### REQUIREMENT A:
Reproduce, without alteration, the passage of the blog post on the street-performer ordinance from "I am concerned" to "from these areas.".

### DOCUMENT SEGMENT:
....

Friday, February 23, 2007

Fairfield Smack Down

After writing my blog post criticizing Proposed Ordinance 070180, I wrote each of the committee members expressing my concern about the legislation. Today, I received a response from the author of the anti-street-performer legislation, mayoral candidate John Fairfield. Here is what he had to say:
Dear Constituency:

I am concerned about 3 basic things. One, I have sincere concerns about safety at street intersections. Second is my concern about how aggressive some panhandlers have been and how that could damage our new entertainment area or other areas, or lead to violence. We have invested too much to let that happen. Individuals have told me stories of three panhandlers following a person down the street at night to their grocery store or home. Third, over amplified music is unnecessary, does not create the atmosphere we want, the gas generators are dangerous on crowded streets, and the excessive noise could also drive people away from these areas.

It is interesting that an ordinance designed to deal with aggressive panhandling and safety issues has been converted by the press as some evil attempt to attack street performers. If you read the ordinance carefully, you will find that it focuses on panhandlers and safety.

The bill does not make street musicians the same as panhandlers. They are already considered such by the courts, and the ordinance just recognizes the courts position. It is unfortunate that the courts consider it arbitrary to treat street performers different than panhandlers. When I started to address serious panhandler issues, I was dismayed to find that anyone asking for money (actively or passively), including street performers could be impacted. However, since the courts take this position, we were better off including references to street performers in the ordinance so we can try to deal with the issue. That is one reason I made it clear that we wanted to take the time to consider the issues and possible solutions. The ordinance is just a starting point for discussion.

....

### DATA SHOWN:
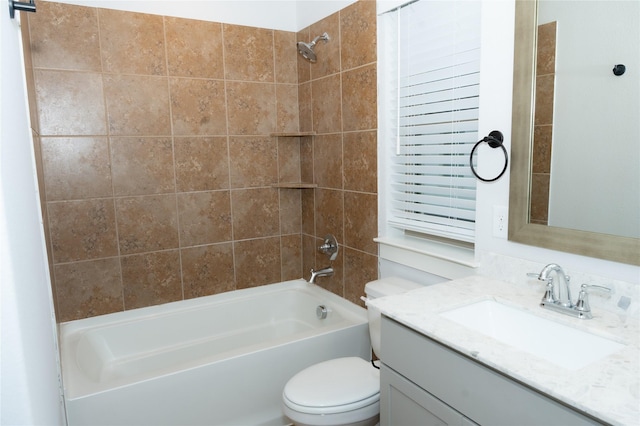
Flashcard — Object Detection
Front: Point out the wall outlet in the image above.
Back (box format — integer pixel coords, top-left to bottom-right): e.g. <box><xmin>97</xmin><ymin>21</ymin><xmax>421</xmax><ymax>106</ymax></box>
<box><xmin>493</xmin><ymin>206</ymin><xmax>509</xmax><ymax>239</ymax></box>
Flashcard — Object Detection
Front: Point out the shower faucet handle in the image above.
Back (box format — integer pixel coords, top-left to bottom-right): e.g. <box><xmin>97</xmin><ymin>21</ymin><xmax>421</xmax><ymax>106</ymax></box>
<box><xmin>318</xmin><ymin>234</ymin><xmax>338</xmax><ymax>261</ymax></box>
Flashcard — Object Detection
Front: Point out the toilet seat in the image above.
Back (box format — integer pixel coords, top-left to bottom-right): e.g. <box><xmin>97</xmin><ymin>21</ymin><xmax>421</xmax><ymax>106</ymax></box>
<box><xmin>282</xmin><ymin>357</ymin><xmax>380</xmax><ymax>415</ymax></box>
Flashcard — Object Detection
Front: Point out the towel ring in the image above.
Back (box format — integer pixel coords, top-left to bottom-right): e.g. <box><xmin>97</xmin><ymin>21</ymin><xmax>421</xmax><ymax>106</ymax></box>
<box><xmin>469</xmin><ymin>130</ymin><xmax>509</xmax><ymax>182</ymax></box>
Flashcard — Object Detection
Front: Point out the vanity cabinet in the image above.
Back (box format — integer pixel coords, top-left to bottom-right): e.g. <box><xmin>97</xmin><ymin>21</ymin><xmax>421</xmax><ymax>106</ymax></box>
<box><xmin>380</xmin><ymin>317</ymin><xmax>603</xmax><ymax>426</ymax></box>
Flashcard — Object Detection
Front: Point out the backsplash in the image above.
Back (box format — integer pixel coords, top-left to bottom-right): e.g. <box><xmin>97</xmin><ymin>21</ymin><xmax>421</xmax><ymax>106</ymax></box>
<box><xmin>23</xmin><ymin>2</ymin><xmax>377</xmax><ymax>321</ymax></box>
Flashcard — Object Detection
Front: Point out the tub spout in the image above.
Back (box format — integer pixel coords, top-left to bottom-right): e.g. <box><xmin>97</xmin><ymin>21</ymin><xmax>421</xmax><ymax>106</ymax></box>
<box><xmin>309</xmin><ymin>266</ymin><xmax>333</xmax><ymax>284</ymax></box>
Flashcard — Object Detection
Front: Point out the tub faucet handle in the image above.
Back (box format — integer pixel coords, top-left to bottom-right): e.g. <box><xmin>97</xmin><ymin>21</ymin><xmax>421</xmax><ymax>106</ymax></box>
<box><xmin>318</xmin><ymin>234</ymin><xmax>338</xmax><ymax>262</ymax></box>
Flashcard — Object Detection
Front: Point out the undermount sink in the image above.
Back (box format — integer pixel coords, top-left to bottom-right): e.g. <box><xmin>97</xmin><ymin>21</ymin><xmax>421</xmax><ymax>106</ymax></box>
<box><xmin>440</xmin><ymin>300</ymin><xmax>625</xmax><ymax>370</ymax></box>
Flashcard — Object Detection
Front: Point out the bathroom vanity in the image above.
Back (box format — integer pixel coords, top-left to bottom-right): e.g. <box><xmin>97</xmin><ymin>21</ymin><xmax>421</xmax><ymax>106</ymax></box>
<box><xmin>370</xmin><ymin>276</ymin><xmax>640</xmax><ymax>426</ymax></box>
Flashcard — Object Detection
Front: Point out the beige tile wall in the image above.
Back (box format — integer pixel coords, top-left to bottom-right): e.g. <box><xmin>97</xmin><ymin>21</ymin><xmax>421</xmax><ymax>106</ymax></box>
<box><xmin>298</xmin><ymin>0</ymin><xmax>378</xmax><ymax>303</ymax></box>
<box><xmin>25</xmin><ymin>1</ymin><xmax>377</xmax><ymax>321</ymax></box>
<box><xmin>530</xmin><ymin>21</ymin><xmax>557</xmax><ymax>225</ymax></box>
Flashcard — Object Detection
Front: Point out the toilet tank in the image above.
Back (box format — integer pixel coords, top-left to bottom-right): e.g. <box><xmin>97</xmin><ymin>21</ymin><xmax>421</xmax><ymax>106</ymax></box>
<box><xmin>364</xmin><ymin>277</ymin><xmax>424</xmax><ymax>355</ymax></box>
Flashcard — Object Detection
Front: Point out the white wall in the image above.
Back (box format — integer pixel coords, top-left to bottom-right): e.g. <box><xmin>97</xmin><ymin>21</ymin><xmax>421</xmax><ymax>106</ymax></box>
<box><xmin>50</xmin><ymin>0</ymin><xmax>356</xmax><ymax>32</ymax></box>
<box><xmin>0</xmin><ymin>6</ymin><xmax>65</xmax><ymax>425</ymax></box>
<box><xmin>538</xmin><ymin>1</ymin><xmax>640</xmax><ymax>238</ymax></box>
<box><xmin>476</xmin><ymin>0</ymin><xmax>640</xmax><ymax>284</ymax></box>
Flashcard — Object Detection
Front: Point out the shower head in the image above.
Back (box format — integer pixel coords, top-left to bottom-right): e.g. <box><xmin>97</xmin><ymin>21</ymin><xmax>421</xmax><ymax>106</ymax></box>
<box><xmin>298</xmin><ymin>33</ymin><xmax>329</xmax><ymax>63</ymax></box>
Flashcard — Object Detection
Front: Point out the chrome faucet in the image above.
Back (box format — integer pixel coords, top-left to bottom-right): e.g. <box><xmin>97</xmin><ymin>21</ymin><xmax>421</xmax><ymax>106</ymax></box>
<box><xmin>527</xmin><ymin>263</ymin><xmax>611</xmax><ymax>319</ymax></box>
<box><xmin>538</xmin><ymin>263</ymin><xmax>573</xmax><ymax>307</ymax></box>
<box><xmin>309</xmin><ymin>266</ymin><xmax>333</xmax><ymax>284</ymax></box>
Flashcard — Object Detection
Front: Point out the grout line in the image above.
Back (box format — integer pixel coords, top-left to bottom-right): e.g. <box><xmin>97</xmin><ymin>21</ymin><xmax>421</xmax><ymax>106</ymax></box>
<box><xmin>162</xmin><ymin>16</ymin><xmax>185</xmax><ymax>300</ymax></box>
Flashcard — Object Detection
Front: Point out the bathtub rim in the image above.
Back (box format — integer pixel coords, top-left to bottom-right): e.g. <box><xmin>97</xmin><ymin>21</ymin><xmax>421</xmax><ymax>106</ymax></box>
<box><xmin>59</xmin><ymin>279</ymin><xmax>368</xmax><ymax>400</ymax></box>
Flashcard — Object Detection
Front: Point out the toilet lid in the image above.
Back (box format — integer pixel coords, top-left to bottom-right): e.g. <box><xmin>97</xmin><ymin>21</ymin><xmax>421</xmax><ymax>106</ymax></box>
<box><xmin>283</xmin><ymin>357</ymin><xmax>380</xmax><ymax>412</ymax></box>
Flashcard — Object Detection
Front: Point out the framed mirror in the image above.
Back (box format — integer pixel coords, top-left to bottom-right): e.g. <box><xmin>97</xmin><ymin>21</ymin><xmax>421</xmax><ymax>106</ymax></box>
<box><xmin>509</xmin><ymin>0</ymin><xmax>640</xmax><ymax>265</ymax></box>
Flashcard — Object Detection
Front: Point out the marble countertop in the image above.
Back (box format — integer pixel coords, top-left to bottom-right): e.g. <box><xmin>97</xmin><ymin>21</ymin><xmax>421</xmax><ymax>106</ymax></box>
<box><xmin>368</xmin><ymin>276</ymin><xmax>640</xmax><ymax>425</ymax></box>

....

### REQUIREMENT B:
Count the lines of the listing above that contain the string "handle", and state only that number.

### FULL RESPONSE A:
I am concerned about 3 basic things. One, I have sincere concerns about safety at street intersections. Second is my concern about how aggressive some panhandlers have been and how that could damage our new entertainment area or other areas, or lead to violence. We have invested too much to let that happen. Individuals have told me stories of three panhandlers following a person down the street at night to their grocery store or home. Third, over amplified music is unnecessary, does not create the atmosphere we want, the gas generators are dangerous on crowded streets, and the excessive noise could also drive people away from these areas.

### FULL RESPONSE B:
2